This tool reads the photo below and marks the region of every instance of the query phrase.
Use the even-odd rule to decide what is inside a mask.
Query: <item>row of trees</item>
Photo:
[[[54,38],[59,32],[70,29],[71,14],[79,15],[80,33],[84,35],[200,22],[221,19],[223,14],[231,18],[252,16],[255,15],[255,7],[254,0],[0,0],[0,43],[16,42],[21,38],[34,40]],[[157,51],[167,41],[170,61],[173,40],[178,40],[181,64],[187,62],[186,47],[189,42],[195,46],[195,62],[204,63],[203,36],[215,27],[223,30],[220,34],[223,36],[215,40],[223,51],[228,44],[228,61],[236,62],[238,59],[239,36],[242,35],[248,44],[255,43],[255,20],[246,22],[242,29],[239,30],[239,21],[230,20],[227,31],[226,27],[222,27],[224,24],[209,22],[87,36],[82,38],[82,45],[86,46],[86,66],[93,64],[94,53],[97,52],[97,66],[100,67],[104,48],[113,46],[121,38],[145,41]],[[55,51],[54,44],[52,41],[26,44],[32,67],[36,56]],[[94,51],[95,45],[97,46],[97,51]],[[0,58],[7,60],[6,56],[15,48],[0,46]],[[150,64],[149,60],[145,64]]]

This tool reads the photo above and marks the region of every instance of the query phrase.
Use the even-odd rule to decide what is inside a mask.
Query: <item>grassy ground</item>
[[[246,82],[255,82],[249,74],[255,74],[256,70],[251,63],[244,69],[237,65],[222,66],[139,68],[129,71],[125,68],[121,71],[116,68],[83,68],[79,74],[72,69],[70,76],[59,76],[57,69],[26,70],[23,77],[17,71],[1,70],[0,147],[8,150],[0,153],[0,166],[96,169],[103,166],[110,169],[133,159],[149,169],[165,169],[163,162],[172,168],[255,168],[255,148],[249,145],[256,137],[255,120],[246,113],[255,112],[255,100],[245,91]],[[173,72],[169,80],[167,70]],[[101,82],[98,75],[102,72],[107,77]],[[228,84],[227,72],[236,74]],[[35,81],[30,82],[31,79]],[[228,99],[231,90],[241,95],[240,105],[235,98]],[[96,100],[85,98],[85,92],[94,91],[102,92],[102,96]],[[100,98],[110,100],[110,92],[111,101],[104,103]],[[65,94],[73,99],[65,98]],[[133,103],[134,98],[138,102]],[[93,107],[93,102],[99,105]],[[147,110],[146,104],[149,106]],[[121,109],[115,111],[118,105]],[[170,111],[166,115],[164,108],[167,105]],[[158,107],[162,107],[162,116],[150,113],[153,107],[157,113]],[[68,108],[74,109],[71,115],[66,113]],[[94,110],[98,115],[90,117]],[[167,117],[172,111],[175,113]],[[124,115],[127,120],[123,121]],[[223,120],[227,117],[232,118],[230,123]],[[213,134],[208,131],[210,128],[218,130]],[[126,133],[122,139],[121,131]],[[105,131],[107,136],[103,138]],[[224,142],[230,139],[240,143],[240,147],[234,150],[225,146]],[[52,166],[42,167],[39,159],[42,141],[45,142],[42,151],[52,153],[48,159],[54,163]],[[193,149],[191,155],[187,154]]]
■ ■ ■
* Problem requirements *
Recast the rows above as a JSON list of strings, one string per line, leaving out blank lines.

* Answer to the problem *
[
  "This tool reads the photo below and marks the region of every instance of the query phrase.",
  "Use the even-odd rule to decide what is inside a mask.",
  "Query: <item>row of trees</item>",
  "Photo:",
  "[[[54,38],[59,32],[70,29],[71,14],[79,15],[80,33],[84,35],[200,22],[221,19],[223,14],[231,18],[252,16],[255,15],[255,7],[254,0],[0,0],[0,43],[16,42],[21,38],[34,40]],[[157,51],[167,41],[170,61],[173,40],[178,40],[181,64],[187,62],[186,47],[189,42],[195,46],[195,62],[204,63],[203,36],[215,27],[223,30],[220,34],[223,36],[215,40],[223,51],[228,44],[228,61],[236,62],[238,59],[239,36],[242,35],[248,44],[255,43],[255,20],[246,22],[242,29],[239,30],[239,21],[230,20],[227,31],[226,27],[222,27],[224,24],[209,22],[87,36],[82,38],[82,45],[86,46],[86,66],[93,64],[94,53],[97,52],[97,66],[100,67],[104,48],[113,46],[121,38],[145,41]],[[55,51],[54,44],[52,41],[26,44],[32,67],[36,56]],[[94,51],[95,45],[97,46],[97,51]],[[0,58],[7,60],[6,56],[15,48],[0,46]],[[150,64],[149,60],[145,64]]]",
  "This tool reads the photo above and marks the region of every instance of the query phrase.",
  "Use the even-odd rule to decide what is inside a mask.",
  "Query: <item>grassy ground</item>",
  "[[[246,82],[255,82],[249,74],[255,74],[256,70],[251,63],[244,69],[237,65],[222,66],[139,68],[129,71],[125,68],[121,71],[116,68],[83,68],[79,74],[72,69],[70,76],[59,76],[57,69],[26,70],[23,77],[17,71],[1,70],[0,147],[8,150],[0,153],[0,166],[96,169],[103,166],[110,169],[133,159],[149,169],[165,169],[163,162],[172,168],[255,168],[255,148],[249,145],[256,137],[255,120],[246,113],[255,112],[255,100],[245,91]],[[173,72],[169,80],[167,70]],[[101,82],[98,75],[102,72],[107,77]],[[228,84],[227,72],[236,74]],[[35,81],[30,82],[31,79]],[[228,99],[231,90],[241,95],[240,105],[235,98]],[[96,100],[85,98],[85,92],[94,91],[102,92],[102,96]],[[100,98],[110,100],[110,92],[111,101],[104,103]],[[65,94],[73,99],[65,98]],[[133,103],[134,98],[138,102]],[[93,107],[93,102],[99,105]],[[147,110],[146,104],[149,106]],[[121,109],[115,111],[118,105]],[[170,111],[166,115],[164,108],[167,105]],[[158,107],[162,107],[162,116],[150,113],[153,107],[157,113]],[[68,108],[74,109],[71,115],[66,113]],[[94,110],[98,115],[90,117]],[[167,117],[172,111],[175,113]],[[124,115],[127,120],[123,121]],[[223,120],[227,117],[232,118],[230,123]],[[213,134],[208,131],[210,128],[218,130]],[[126,133],[122,139],[121,131]],[[105,131],[107,136],[103,138]],[[224,142],[230,139],[240,143],[240,147],[234,150],[225,146]],[[52,166],[42,167],[39,159],[42,141],[45,142],[42,151],[52,153],[48,159],[54,163]],[[193,149],[191,155],[187,154]]]"
]